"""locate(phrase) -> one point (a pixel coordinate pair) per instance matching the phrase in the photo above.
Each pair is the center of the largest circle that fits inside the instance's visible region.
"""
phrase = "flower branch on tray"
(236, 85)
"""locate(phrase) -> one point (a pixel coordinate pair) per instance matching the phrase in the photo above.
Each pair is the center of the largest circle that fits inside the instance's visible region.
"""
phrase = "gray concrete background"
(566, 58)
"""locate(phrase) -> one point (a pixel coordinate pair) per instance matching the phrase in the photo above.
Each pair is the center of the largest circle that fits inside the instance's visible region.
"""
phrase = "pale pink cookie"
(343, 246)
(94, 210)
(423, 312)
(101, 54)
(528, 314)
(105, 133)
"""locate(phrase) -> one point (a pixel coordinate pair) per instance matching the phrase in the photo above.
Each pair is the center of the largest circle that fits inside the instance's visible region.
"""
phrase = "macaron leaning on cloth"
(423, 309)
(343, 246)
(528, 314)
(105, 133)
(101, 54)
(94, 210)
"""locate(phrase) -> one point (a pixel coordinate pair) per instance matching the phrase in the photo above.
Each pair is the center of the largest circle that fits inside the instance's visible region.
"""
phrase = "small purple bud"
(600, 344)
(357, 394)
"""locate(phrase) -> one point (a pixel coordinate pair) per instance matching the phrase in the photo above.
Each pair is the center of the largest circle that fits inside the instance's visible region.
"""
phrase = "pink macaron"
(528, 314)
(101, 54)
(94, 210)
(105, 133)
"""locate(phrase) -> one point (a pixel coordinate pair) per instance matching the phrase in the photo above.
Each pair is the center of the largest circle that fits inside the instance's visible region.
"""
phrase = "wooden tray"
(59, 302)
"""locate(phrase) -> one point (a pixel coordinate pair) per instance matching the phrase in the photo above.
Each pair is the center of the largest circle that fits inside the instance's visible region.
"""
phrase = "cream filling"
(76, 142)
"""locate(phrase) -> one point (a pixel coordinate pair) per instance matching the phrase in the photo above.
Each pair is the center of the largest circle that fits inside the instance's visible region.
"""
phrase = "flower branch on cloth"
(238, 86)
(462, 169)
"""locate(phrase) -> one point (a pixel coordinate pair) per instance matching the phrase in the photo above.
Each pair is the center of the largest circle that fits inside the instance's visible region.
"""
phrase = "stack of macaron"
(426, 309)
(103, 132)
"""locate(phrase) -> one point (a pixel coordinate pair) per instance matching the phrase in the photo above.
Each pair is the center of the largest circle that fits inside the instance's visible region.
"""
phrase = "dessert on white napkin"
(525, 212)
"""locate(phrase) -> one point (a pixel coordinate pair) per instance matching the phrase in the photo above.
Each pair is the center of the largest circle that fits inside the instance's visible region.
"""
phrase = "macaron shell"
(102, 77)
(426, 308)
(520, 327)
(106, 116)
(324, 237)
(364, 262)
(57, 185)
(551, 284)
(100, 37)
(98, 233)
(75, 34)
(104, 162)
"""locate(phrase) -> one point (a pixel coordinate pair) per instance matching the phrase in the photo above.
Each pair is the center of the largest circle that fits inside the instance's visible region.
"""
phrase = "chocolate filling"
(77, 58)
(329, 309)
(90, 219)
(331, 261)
───
- _The task_
Output each line of the records above exactly.

- _Written solution_
"""locate(phrase) -> one point (a pixel coordinate pair) per instance matching the phrase in the photo above.
Each pair is the center of the largest circle that fits inside the instance's visible region.
"""
phrase = "flower branch on tray"
(236, 85)
"""locate(phrase) -> one point (a pixel coordinate pair) per instance matching the phrase in the photo above.
Each pair is the center of the largest circle that fits inside the instance's visible region.
"""
phrase = "gray concrete background"
(566, 58)
"""locate(phrase) -> one point (a pixel coordinate pair) per instance matching the phrase in the photo above.
Each pair is the center of the largest circle that fits inside the instance's visible region.
"""
phrase = "pale pink cookie"
(343, 246)
(94, 210)
(423, 312)
(101, 54)
(528, 314)
(105, 133)
"""locate(phrase) -> one point (a pixel coordinate pair) per instance matching the phrase in the photo above.
Each pair is the center of the largest circle that fits inside the instance's visible region.
"""
phrase = "macaron leaning on cloth"
(423, 309)
(343, 246)
(528, 314)
(105, 133)
(101, 54)
(94, 210)
"""locate(phrase) -> one point (a pixel coordinate pair) per instance matching the phrase in the photo above.
Each pair is the center of the largest circle that fits inside the instance's visible region.
"""
phrase = "small purple bud"
(600, 344)
(357, 394)
"""locate(phrase) -> one point (a pixel coordinate pair) per instance matching the phrase in the photo above.
Each pair is the center of the largest circle that fits inside the instance's visible region.
"""
phrase = "pink macaron"
(528, 314)
(101, 54)
(94, 210)
(105, 133)
"""locate(phrase) -> one point (a pixel coordinate pair) per instance matching the phrase in the photo above.
Each pair is the center of the largest circle that fits inside the instance's visible region.
"""
phrase = "wooden tray"
(59, 302)
"""locate(phrase) -> one point (a pixel coordinate pair) per instance matching the phrase in the photo above.
Each pair is the center of the largest circle that fits inside the instance's visible region.
"""
phrase = "cream filling"
(76, 142)
"""locate(phrase) -> one point (a pixel coordinate pair) per instance matching the phrase in the photo above.
Each pair is the center of the largest circle that fits inside the instance's visible region.
"""
phrase = "flower branch on cloth"
(238, 86)
(462, 169)
"""locate(phrase) -> one point (a pixel coordinate pair) per instance matching the phrase in the photo above.
Each pair is the center of the largest circle that fits inside the instance's visible region.
"""
phrase = "stack of macaron"
(426, 309)
(103, 132)
"""locate(phrase) -> one point (a pixel coordinate pair) per instance matching the phrase in the photo above.
Each pair is the center of the largest circle that fits inside the instance's visible region.
"""
phrase = "dessert on white napkin"
(525, 212)
"""locate(phrase) -> one point (a pixel coordinate pair) per instance matching the phrase in the photo above.
Each pair is the center of the largest circle that fits inside the instance's visible region.
"""
phrase = "macaron shell"
(102, 77)
(426, 308)
(520, 327)
(106, 116)
(324, 237)
(364, 262)
(57, 185)
(551, 284)
(100, 37)
(98, 233)
(75, 34)
(104, 162)
"""locate(phrase) -> one point (a pixel coordinate pair) per instance matching the phrase in the photo above.
Each pair is the center of the largest circle that fits inside the instance's visible region.
"""
phrase = "chocolate filling"
(77, 58)
(329, 309)
(90, 219)
(331, 261)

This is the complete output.